%%

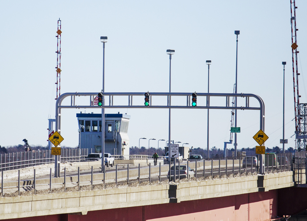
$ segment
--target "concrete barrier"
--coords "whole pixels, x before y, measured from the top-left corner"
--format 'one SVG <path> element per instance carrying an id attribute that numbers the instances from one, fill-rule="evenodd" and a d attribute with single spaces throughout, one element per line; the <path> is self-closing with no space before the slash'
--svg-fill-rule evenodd
<path id="1" fill-rule="evenodd" d="M 176 202 L 237 195 L 293 186 L 293 172 L 177 184 Z M 170 202 L 170 185 L 138 186 L 0 198 L 0 219 L 80 212 Z M 172 199 L 173 200 L 173 198 Z M 174 200 L 173 200 L 174 201 Z"/>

%%

Do this
Copy every line of the rows above word for word, leaving out the pictures.

Task output
$ segment
--target "concrete barrier"
--coords "whole pixels, x before y, measured from the top-left corner"
--format 'one SVG <path> element per instance carrying an id attribute that numbers the instances from one, fill-rule="evenodd" and a d attribute with single spaces throughout, one element per line; the <path> is self-closing with no space before the slash'
--svg-fill-rule evenodd
<path id="1" fill-rule="evenodd" d="M 176 202 L 237 195 L 293 186 L 293 172 L 177 184 Z M 170 202 L 170 185 L 138 186 L 0 198 L 0 219 L 80 212 Z M 172 199 L 173 200 L 173 198 Z M 174 200 L 173 200 L 174 201 Z"/>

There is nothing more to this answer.